-- Extract follows --

Receiver Can’t Stop Litigation Against Defunct Insurer’s Insureds
Much to the surprise of lay people insurers go broke with some regularity and have done so annually for the last century. As a result New York adopted the Uniform Insurance Liquidation Act (UILA) in 1940 to deal with the liquidation of insurers. Most states have similarly enacted a version of the UILA currently.
In Veronica Hala, et al. v. Orange Regional Medical Center, Barbara Spreitzer, FNP, et al., Terry H. Winter, et al., 2018-05465, 2019 NY Slip Op 07387, Supreme Court of the State of New York Appellate Division, Second Judicial Department (October 16, 2019) Barbara Spreitzer, FNP, and Horizon Medical Group, P.C., appealed to recover damages for medical malpractice, from an order of the trial court. The order, insofar as appealed from, denied the motion of the defendants Barbara Spreitzer, FNP, and Horizon Medical Group, P.C., to grant full faith and credit to an order of the South Carolina Court of Common Pleas, Fifth Judicial Circuit which, purports to permanently stay this and other actions pending in the courts of New York State.
The South Carolina order purports to permanently stay this and other actions by New York plaintiffs against defendants who are policyholders of insurance liability coverage provided by the Oceanus Insurance Company, RPG (hereinafter Oceanus). Oceanus is a risk retention group created pursuant to the federal Liability Risk Retention Act (hereinafter LRRA) and organized and licensed in South Carolina. Both New York and South Carolina have adopted versions of the UILA.

-- Extract concluded --

**Prompt:** Tell whether each statement agrees with the article on the defunct insurer's insureds, answering yes or no and quoting the words that decide it. 1. New York adopted the Uniform Insurance Liquidation Act in 1940. 2. Oceanus was organized and licensed in New York. 3. The trial court granted the motion to give full faith and credit to the South Carolina order.

-- Material provided follows --

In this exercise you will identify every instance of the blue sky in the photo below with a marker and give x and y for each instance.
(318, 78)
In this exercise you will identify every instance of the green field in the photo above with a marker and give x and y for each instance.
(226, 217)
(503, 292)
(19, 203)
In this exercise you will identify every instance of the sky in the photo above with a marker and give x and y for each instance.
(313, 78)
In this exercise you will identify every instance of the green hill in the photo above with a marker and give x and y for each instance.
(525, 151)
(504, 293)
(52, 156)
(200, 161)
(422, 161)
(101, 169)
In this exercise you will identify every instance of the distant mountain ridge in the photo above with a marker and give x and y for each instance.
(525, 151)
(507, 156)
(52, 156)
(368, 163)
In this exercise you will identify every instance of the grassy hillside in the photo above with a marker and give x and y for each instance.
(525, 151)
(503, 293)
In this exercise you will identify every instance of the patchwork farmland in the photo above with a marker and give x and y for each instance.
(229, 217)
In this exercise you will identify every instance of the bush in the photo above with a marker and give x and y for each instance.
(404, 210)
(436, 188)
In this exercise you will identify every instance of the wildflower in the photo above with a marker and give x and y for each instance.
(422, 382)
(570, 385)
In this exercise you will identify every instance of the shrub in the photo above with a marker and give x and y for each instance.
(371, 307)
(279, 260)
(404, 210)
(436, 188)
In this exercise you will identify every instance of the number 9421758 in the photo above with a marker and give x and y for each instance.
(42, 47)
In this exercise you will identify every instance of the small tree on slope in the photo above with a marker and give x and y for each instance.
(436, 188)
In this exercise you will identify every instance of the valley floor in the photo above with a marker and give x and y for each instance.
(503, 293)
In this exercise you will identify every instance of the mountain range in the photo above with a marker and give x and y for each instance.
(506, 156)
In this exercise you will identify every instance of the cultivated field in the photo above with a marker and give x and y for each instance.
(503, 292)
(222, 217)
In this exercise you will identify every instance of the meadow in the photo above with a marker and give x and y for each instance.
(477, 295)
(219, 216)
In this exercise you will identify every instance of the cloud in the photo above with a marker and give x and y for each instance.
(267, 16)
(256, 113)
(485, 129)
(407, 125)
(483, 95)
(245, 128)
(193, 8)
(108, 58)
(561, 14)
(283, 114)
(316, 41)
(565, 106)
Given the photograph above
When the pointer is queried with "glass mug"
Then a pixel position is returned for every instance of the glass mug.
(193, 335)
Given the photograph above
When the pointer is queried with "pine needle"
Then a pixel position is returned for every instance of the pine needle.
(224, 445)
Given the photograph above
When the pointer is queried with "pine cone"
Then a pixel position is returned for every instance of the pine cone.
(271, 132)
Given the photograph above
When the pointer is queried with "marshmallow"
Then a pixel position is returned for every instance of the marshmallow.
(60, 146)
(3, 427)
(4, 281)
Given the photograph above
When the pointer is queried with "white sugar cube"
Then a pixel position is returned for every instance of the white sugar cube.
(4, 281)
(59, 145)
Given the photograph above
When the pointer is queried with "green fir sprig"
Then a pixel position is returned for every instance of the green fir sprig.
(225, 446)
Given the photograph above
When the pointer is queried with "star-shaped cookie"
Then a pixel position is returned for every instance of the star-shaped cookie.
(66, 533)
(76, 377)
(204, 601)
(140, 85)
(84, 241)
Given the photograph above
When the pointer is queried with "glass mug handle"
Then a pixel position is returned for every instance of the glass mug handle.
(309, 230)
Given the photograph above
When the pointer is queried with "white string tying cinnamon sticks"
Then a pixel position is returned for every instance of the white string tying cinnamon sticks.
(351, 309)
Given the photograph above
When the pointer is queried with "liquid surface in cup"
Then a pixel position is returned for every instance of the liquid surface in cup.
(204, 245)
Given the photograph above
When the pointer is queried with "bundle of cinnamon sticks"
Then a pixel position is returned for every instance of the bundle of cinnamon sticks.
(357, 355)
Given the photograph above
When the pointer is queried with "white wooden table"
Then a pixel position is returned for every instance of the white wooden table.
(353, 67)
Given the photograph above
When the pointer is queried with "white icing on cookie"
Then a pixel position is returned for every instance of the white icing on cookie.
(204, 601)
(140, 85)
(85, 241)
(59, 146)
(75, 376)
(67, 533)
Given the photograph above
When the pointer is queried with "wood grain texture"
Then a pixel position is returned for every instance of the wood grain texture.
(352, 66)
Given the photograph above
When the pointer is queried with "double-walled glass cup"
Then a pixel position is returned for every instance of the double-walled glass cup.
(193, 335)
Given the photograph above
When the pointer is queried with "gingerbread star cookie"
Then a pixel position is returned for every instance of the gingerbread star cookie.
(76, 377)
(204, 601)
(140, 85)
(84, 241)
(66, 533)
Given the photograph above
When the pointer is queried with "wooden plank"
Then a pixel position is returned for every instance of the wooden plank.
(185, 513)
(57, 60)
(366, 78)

-- Material provided concluded --

**Solution to this problem:**
1. Yes: "New York adopted the Uniform Insurance Liquidation Act (UILA) in 1940"
2. No: "organized and licensed in South Carolina"
3. No: "denied the motion of the defendants Barbara Spreitzer, FNP, and Horizon Medical Group, P.C., to grant full faith and credit to an order of the South Carolina Court of Common Pleas"